* **STATED GOAL 1**
Gather every line in the entries below that contains the word "blue", and copy each of those lines in full.
━━━━
Plot 2-A & 2-B indicate wind speed measured in kmph at 9am and 3pm. Average wind speed in the morning is 15.02 kmph & in the afternoon it is 19.18 kmph. Considering large number of instances on which this graphs are based, this increase in average windspeed is rather significant. || It is also intersting that both temperature & windspeed increase with time. ||

Plot 3-A & 3-B represent % Humidity in air at 9am and 3pm respectively. Average humidity decreases from around 67% at 9am to around 50% at 3pm. Distribution of values is rather widespread and is symmetric to an extent. However, in the morning (9am - 3-A plot), there is significant presence of high humidity near the end of graph, which can potentially affect mean, pulling it towards a higher % value. This spike can be because of extreme weather conditions.

last pair of plots represent a atmospheric pressure at 9am & 3pm. The spike in the center is the first noticable thing in both graphs. The spike can be a result of our data cleaning process. During preprocessing phase, we replcaed nulls present in the feature with mean of the feature. However, apart from a slight decrease in the pressure, there is no plausible relationship that we can deduce from these set of graphs.

If we consider temperature & windspeed, it is plausible that higher temperature in the afternoons can partly account for increase in the mean wind speed at 3pm.

According to laws of thermodynamics, at higher temperatures air's capacity to hold water vapour increases. If additional vapour is not added in the system, overall humidity of air will decrease. So, during afternoon, when temperature rises, humidity should decrease. So theoritically, there is an inverse relationship between temperature and humidity. However, there can be numerous other feature which can affect this relationship. But at this stage, our data confirms with the plausible inversed relationship between these two features.

We will examine relationships among these feature in a more detailed manner in next section.

In [41]:
con = ['Temp9am', 'Temp3pm', 'WindSpeed9am', 'WindSpeed3pm', 'Humidity9am', 'Humidity3pm', 'Pressure9am', 'Pressure3pm','Rainfall', 'WindGustSpeed']
plot1 = ['Temp9am', 'WindSpeed9am', 'Humidity9am', 'Pressure9am']
plot2 = ['Temp3pm', 'WindSpeed3pm', 'Humidity3pm', 'Pressure3pm']
exLabels = ["Temparature", "Windspeed", "Humidity", "Pressure"]
xLabels = ["Celcius", "kmph", "%", "Hpa"]

fig, axs = plt.subplots(nrows = 4, ncols=2, figsize=(18,20))
━━━━
* **STATED GOAL 2**
According to the weather data analysis, what is the average humidity at 3pm?

* **INPUT MATERIAL**
━━━━
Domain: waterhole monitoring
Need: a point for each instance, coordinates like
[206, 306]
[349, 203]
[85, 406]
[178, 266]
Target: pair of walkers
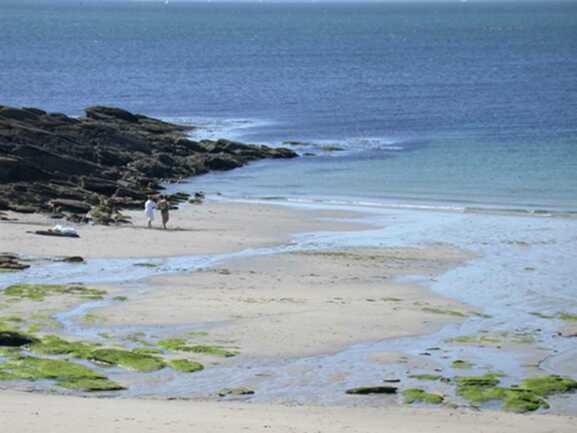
[163, 206]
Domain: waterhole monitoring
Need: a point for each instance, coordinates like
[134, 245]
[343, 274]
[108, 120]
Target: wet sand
[285, 306]
[31, 413]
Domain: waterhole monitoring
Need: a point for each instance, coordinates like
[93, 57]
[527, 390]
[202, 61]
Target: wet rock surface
[50, 162]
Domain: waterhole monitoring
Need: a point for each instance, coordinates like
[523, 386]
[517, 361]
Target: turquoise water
[445, 104]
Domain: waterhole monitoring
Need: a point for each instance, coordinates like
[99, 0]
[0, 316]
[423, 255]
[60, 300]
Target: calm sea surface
[455, 104]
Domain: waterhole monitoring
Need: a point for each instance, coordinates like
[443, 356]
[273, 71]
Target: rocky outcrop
[50, 162]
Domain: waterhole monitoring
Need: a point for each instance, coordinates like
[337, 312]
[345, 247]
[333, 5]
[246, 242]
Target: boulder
[379, 389]
[110, 113]
[15, 339]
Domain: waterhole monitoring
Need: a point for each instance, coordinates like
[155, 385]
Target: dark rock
[15, 339]
[50, 162]
[108, 113]
[235, 392]
[72, 206]
[73, 259]
[222, 162]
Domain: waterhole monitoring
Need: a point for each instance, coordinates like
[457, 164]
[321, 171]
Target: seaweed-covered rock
[379, 389]
[15, 339]
[50, 162]
[236, 392]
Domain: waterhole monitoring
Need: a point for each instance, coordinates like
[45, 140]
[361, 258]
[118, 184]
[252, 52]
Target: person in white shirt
[149, 208]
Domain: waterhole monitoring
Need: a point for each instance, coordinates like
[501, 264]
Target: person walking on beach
[149, 208]
[164, 206]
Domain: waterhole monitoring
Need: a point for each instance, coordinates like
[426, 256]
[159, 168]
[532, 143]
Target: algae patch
[181, 345]
[185, 365]
[433, 377]
[459, 363]
[38, 292]
[126, 359]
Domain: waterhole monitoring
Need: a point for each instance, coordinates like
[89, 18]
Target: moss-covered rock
[430, 377]
[38, 292]
[548, 385]
[416, 395]
[520, 401]
[379, 389]
[54, 345]
[444, 311]
[30, 368]
[181, 345]
[185, 365]
[11, 338]
[459, 363]
[126, 359]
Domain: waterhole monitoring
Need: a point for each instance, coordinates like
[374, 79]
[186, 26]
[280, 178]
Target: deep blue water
[455, 103]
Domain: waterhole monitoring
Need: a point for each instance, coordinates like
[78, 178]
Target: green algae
[93, 318]
[541, 315]
[416, 395]
[548, 385]
[521, 402]
[433, 377]
[147, 351]
[446, 312]
[479, 381]
[38, 292]
[54, 345]
[126, 359]
[181, 345]
[527, 398]
[474, 339]
[366, 390]
[91, 385]
[459, 363]
[186, 365]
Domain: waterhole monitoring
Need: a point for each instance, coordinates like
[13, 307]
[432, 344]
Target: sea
[460, 105]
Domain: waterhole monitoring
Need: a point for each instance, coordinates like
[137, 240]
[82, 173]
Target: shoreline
[378, 353]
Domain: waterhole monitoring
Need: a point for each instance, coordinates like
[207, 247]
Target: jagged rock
[15, 339]
[72, 206]
[235, 392]
[380, 389]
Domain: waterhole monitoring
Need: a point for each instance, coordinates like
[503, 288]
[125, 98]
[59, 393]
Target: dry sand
[301, 304]
[310, 302]
[212, 228]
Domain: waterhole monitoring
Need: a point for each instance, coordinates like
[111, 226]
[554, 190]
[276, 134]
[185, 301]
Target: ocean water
[435, 104]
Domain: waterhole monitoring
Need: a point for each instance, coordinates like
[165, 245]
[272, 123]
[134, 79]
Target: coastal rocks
[72, 206]
[73, 259]
[11, 262]
[14, 339]
[50, 162]
[236, 392]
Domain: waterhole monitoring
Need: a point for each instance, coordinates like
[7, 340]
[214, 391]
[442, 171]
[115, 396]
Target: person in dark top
[164, 206]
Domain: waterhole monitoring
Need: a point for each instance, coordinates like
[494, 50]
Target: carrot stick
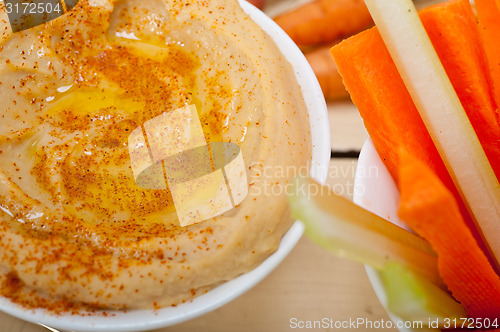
[257, 3]
[389, 114]
[431, 210]
[489, 23]
[323, 21]
[327, 73]
[458, 45]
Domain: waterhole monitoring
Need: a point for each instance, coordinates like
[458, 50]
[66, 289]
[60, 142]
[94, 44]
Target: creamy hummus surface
[74, 225]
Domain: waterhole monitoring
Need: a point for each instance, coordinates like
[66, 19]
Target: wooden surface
[311, 284]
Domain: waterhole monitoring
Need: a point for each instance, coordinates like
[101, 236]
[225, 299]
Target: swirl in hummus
[74, 225]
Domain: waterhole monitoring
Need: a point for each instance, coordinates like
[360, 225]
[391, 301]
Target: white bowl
[140, 320]
[376, 191]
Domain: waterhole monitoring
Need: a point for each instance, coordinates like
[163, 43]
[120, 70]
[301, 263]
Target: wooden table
[311, 284]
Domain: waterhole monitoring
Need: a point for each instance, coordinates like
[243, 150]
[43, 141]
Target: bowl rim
[140, 320]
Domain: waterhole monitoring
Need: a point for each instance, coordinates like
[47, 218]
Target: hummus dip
[74, 226]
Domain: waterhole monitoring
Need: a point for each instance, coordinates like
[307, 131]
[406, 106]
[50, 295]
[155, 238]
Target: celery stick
[442, 112]
[350, 231]
[413, 298]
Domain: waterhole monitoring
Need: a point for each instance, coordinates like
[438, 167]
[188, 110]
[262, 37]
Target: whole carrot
[323, 21]
[327, 73]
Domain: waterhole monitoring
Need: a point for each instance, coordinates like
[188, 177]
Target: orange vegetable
[431, 210]
[454, 33]
[327, 73]
[323, 21]
[489, 23]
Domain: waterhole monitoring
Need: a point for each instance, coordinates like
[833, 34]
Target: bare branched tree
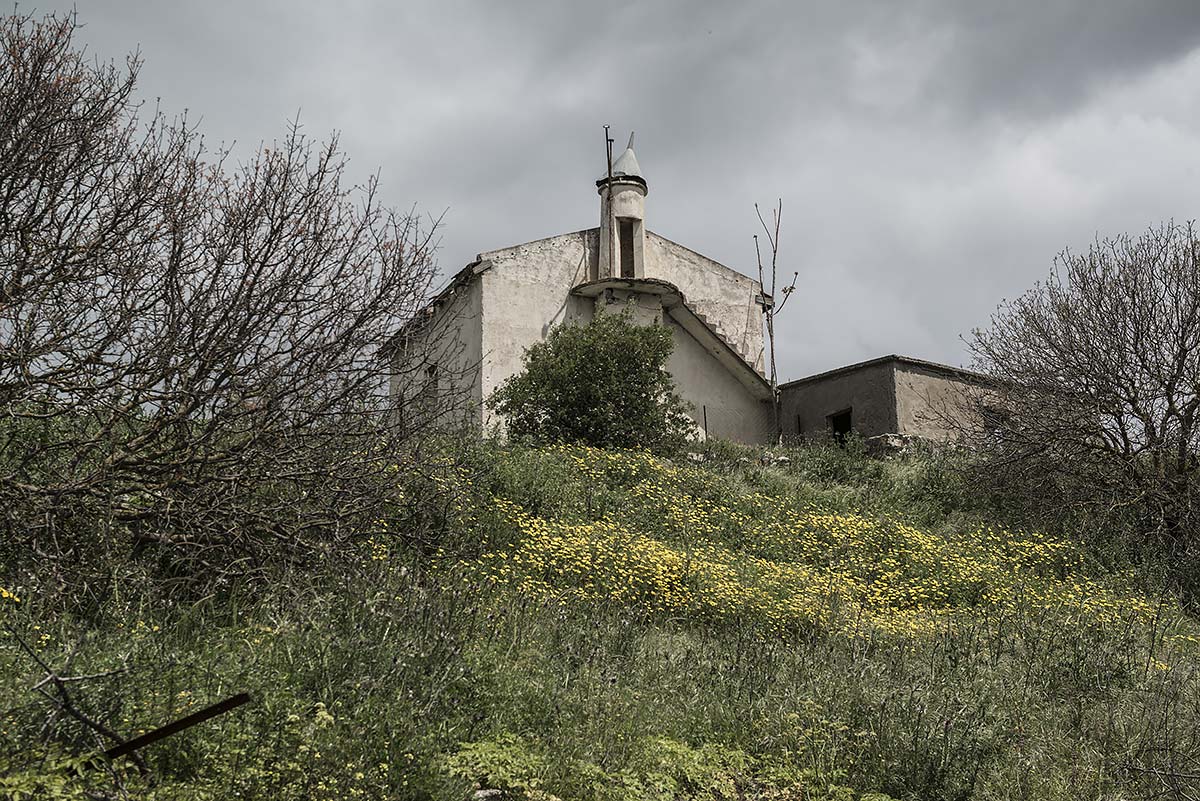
[189, 351]
[1097, 397]
[769, 306]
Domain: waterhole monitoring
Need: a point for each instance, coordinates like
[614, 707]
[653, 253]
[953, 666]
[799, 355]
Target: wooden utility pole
[769, 307]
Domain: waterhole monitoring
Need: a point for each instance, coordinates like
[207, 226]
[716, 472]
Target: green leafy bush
[601, 384]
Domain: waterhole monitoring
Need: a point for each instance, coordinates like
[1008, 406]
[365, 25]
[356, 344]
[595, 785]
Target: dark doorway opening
[840, 425]
[625, 232]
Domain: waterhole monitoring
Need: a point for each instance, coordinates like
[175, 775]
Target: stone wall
[526, 291]
[726, 297]
[868, 391]
[930, 403]
[448, 342]
[715, 393]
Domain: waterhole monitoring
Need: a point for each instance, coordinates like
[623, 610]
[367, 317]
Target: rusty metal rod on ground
[178, 726]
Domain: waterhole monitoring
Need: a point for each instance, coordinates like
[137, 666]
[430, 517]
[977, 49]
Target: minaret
[623, 218]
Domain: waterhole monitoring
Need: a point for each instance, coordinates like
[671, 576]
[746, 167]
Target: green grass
[598, 668]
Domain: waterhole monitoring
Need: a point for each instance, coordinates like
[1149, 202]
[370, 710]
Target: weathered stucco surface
[928, 402]
[526, 291]
[705, 383]
[726, 297]
[868, 392]
[450, 341]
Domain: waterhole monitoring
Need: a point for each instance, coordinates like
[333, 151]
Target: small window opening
[840, 425]
[625, 232]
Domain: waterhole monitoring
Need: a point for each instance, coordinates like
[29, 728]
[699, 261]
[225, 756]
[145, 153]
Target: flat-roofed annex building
[889, 395]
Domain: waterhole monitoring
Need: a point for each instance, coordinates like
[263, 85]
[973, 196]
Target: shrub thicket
[601, 384]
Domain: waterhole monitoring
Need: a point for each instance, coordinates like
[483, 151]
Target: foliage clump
[603, 384]
[1093, 415]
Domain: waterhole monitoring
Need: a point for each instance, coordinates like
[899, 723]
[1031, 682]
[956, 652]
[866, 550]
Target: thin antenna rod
[607, 196]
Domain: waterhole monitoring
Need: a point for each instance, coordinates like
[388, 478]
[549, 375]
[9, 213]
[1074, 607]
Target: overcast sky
[933, 157]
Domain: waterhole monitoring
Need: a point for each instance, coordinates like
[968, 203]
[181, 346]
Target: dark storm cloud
[931, 157]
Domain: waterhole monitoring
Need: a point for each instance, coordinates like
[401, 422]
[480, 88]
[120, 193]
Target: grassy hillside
[579, 624]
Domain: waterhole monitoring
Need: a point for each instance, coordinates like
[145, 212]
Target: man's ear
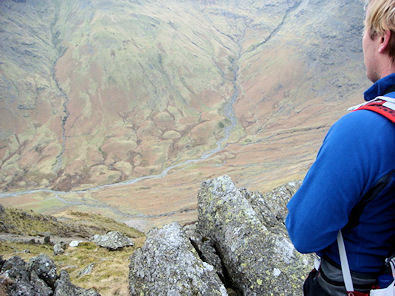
[384, 41]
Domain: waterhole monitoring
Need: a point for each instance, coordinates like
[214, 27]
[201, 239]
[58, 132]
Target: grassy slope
[110, 271]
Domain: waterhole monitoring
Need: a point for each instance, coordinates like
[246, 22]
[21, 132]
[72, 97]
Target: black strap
[390, 89]
[370, 195]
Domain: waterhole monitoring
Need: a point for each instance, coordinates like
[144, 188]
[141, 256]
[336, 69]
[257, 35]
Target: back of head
[380, 17]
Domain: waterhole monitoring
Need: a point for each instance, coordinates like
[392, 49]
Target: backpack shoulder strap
[385, 106]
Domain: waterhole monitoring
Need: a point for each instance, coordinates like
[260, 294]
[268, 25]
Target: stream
[220, 145]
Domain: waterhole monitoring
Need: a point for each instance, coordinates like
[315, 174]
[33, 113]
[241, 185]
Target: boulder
[251, 240]
[59, 248]
[44, 268]
[168, 264]
[38, 278]
[113, 240]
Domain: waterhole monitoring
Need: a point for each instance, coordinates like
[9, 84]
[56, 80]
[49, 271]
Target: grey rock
[39, 285]
[256, 251]
[38, 278]
[271, 207]
[113, 240]
[87, 270]
[167, 264]
[16, 278]
[207, 253]
[15, 268]
[64, 287]
[45, 269]
[74, 244]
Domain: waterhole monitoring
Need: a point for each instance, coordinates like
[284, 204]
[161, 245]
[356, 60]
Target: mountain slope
[124, 107]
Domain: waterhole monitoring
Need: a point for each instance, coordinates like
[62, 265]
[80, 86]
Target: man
[356, 160]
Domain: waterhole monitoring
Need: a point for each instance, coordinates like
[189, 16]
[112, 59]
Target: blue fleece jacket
[358, 150]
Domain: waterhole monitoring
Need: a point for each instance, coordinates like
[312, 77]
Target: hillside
[108, 269]
[123, 107]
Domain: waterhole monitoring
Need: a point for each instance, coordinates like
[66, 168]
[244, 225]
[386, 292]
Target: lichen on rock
[255, 250]
[239, 245]
[168, 264]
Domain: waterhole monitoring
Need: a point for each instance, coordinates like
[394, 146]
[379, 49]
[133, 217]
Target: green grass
[110, 272]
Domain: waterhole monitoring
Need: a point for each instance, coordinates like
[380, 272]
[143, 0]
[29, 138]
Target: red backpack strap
[382, 105]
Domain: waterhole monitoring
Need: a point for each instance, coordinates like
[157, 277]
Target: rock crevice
[239, 246]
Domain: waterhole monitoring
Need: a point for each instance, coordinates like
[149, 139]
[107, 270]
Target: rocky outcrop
[37, 278]
[239, 234]
[113, 240]
[168, 264]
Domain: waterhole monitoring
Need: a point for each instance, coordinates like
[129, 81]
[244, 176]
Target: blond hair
[380, 17]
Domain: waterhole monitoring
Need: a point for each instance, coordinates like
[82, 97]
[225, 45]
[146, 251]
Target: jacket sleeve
[333, 185]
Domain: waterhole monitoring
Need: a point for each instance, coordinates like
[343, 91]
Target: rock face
[239, 234]
[113, 240]
[37, 278]
[168, 264]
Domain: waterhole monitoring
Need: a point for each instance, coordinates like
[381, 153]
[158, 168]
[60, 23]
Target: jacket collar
[381, 87]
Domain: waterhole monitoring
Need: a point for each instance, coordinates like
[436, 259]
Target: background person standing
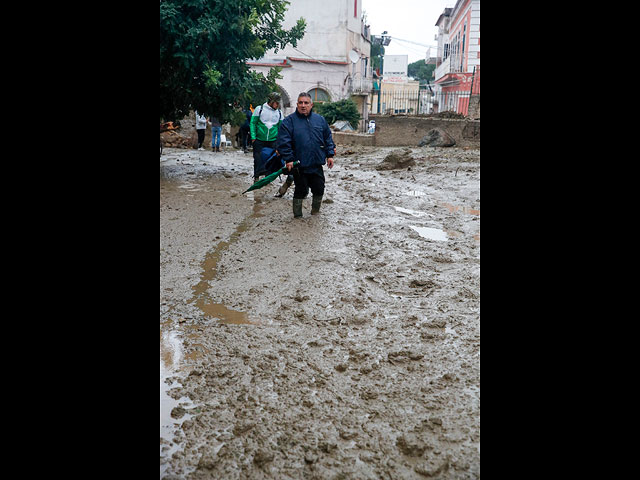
[201, 127]
[264, 126]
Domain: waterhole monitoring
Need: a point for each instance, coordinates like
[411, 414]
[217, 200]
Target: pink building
[458, 59]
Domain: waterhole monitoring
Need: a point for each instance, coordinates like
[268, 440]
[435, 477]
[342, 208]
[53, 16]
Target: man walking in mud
[305, 136]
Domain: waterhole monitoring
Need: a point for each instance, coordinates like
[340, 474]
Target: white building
[331, 62]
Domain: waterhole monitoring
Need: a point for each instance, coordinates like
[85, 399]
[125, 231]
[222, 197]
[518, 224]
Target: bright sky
[412, 20]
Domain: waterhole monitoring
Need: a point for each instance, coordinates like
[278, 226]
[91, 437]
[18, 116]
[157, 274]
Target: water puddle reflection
[201, 296]
[413, 213]
[171, 362]
[457, 208]
[415, 193]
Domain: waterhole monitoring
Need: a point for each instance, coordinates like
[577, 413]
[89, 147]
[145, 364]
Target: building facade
[331, 62]
[458, 61]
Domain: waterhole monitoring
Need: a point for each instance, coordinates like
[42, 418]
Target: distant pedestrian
[265, 121]
[201, 127]
[305, 136]
[245, 130]
[216, 132]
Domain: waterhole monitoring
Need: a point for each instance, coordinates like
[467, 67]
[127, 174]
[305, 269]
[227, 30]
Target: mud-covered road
[344, 345]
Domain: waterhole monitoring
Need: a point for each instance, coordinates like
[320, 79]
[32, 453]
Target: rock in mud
[397, 161]
[437, 138]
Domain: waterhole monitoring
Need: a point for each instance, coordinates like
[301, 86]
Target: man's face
[304, 105]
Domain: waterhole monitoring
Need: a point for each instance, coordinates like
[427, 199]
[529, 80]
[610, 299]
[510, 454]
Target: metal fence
[421, 102]
[426, 100]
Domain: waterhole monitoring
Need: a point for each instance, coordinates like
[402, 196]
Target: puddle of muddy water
[415, 193]
[201, 297]
[413, 213]
[457, 208]
[171, 361]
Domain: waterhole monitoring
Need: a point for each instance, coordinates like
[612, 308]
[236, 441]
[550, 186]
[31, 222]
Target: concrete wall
[402, 131]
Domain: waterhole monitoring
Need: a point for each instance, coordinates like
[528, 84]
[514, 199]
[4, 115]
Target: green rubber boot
[315, 204]
[297, 207]
[283, 189]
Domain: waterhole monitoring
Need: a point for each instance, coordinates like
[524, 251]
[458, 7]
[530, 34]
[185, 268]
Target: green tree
[421, 71]
[204, 46]
[341, 110]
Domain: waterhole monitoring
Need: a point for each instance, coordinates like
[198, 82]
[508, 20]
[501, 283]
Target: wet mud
[340, 345]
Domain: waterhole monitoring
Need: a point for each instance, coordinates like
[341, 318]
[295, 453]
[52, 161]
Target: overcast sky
[412, 20]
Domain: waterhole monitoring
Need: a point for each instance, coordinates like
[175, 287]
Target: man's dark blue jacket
[306, 139]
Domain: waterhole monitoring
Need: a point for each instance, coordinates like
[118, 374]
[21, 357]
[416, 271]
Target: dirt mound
[397, 160]
[177, 139]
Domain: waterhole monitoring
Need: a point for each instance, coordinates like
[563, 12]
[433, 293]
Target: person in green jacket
[264, 126]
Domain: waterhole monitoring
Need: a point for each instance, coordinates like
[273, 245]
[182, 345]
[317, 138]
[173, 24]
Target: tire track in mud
[201, 296]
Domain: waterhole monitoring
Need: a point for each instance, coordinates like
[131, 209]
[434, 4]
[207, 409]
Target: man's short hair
[274, 97]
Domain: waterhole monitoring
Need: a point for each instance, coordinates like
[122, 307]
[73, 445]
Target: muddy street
[340, 345]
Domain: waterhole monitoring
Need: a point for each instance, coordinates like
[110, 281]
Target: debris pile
[397, 160]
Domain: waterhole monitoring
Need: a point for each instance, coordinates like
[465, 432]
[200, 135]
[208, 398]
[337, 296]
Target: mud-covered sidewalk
[341, 345]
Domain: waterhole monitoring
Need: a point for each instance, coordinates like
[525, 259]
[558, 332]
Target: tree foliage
[204, 46]
[341, 110]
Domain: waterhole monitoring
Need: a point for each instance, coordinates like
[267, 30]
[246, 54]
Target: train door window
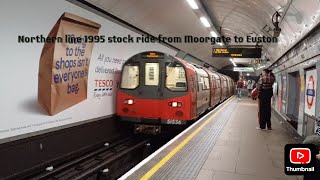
━━━━
* **TASK OUTPUT 1**
Target: deep blue water
Target: blue fleece jacket
Target: man's dark blue jacket

* **TASK OUTPUT 2**
Around 50%.